■ **WHAT TO PRODUCE**
Condense the paragraph in the house-hunting text below that begins "We tentatively looked into buying somewhere" into a short bulleted list of its main facts.

■ **DOCUMENT SEGMENT**
=====
Recently, we got that opportunity. At first it didn’t seem like an opportunity at all – it felt like a massive kick in the stomach. Our landlady said she was selling our house. Our beautiful, wonderful house that we had been told we could stay in for at least another year and then think about maybe, possibly, buying. But no, she needed to sell it NOW. She told us how much she wanted for it and we laughed. ‘That’s a bit above our price range!’ we said. It went on the market for £100,000 more than we could ever contemplate paying. It was then that we realised we needed to look for something else.


We tentatively looked into buying somewhere. The bank said yes, we found somewhere we loved. It was the perfect first-time buyers’ house – not too big, new enough not to need too much doing to it, everything we needed and wanted. We made an offer quite a bit below the asking price and it was accepted. We tried not to get too excited, until we had to completely give up on that and started planning how we were going to decorate. The kitchen would be pale duck-egg blue, the bedroom a soothing green and I wanted purple for the living room. We sorted the solicitors and received a letter with a contract exchange date, just a few weeks away. We pencilled dates onto the calendar and decided when we would give notice on our house. We told everyone that we were moving.


And then the bank changed their mind.


Or rather, they decided that Tom’s salary just wasn’t viable enough. Apparently doing a PhD just does not cut it in the mortgage world. We had known it would be a problem and the bank we were hoping to borrow from was the only one that would use his salary (we thought) and had rates that we could afford. Our hearts broke a little, we had lost the house and we knew that there was nothing else we could do.


We felt like we had lost our home, the possibility of a real home. And we were losing our rented ‘home’. We felt like we had failed the first real married life test (you know the one, it’s like Monopoly, only with real money) and we just did not know what to do. And we felt stupid that we felt like that – why did we need to buy a house? Why did we care so much?


Writing it down like this makes it feel like a story. But it isn’t, it’s what happened to us. I wish I had a happy ending for you all, but I don’t. Right now we’re holding onto our rental house for as long as we can continue to bury our heads in the sand, and ignoring the fact that we will have to leave it. Soon. It really is a wonderful house, but it’s lost its edge – all we can see are the pictures in the wrong place, the awkward kitchen storage and the too-small bedrooms. We’re craving space to make our own. To try and alleviate that, we’ve made a commitment to make our next rental place as ‘us’ as we possibly can – mainly by investing in some workable storage solutions and maybe some good quality furniture. Now that we know that we won’t be able to get a mortgage until Tom’s finished his PhD and got a ‘proper job’ (!), we have to learn to forget this dream for a while. It hurts.
=====
■ **DATA EXTRACT**
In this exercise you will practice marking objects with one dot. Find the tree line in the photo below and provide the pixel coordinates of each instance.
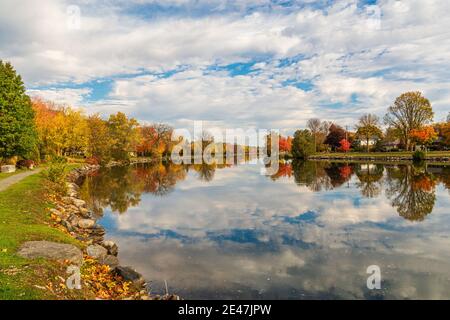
(38, 130)
(41, 130)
=====
■ **THE ANSWER**
- The bank approved them, and they found a house they loved: an ideal first-time buyers' home that was not too big and new enough to need little work.
- Their offer, well below the asking price, was accepted.
- They began planning the decor: a pale duck-egg blue kitchen, a soothing green bedroom, and the purple living room the writer wanted.
- They arranged solicitors and received a letter giving a contract exchange date a few weeks away.
- They marked dates on the calendar, decided when to give notice on their rented house, and told everyone they were moving.